Records from a data source
↓↓↓

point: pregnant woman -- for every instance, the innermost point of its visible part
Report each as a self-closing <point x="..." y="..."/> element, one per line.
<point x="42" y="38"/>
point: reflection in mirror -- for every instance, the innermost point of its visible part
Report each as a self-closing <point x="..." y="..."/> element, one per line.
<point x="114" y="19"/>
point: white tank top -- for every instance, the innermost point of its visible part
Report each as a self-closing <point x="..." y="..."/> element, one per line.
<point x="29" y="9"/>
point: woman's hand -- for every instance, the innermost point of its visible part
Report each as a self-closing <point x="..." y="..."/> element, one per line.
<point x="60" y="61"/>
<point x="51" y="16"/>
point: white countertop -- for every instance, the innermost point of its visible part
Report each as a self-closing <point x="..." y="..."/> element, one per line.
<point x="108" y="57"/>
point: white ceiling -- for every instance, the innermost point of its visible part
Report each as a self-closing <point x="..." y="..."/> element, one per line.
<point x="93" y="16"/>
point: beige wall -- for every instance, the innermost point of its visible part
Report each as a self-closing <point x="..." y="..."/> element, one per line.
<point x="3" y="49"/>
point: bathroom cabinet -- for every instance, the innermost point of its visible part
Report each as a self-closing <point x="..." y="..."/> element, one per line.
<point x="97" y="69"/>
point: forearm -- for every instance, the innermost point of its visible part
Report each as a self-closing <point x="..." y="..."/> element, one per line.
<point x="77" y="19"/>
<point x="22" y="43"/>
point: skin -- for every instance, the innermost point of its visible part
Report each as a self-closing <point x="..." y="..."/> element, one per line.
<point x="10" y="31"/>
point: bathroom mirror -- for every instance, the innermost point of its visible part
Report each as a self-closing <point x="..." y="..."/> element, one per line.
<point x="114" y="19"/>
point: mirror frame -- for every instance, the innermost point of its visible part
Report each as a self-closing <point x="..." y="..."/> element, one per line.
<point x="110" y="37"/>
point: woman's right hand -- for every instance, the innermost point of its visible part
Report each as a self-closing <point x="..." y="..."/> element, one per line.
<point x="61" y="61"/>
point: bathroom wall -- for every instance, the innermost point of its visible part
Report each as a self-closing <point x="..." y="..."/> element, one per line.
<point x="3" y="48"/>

↑↑↑

_EXERCISE DIRECTIONS_
A lone number is the expected answer: the count of lines in these entries holding the string "woman".

_EXERCISE RESULT_
3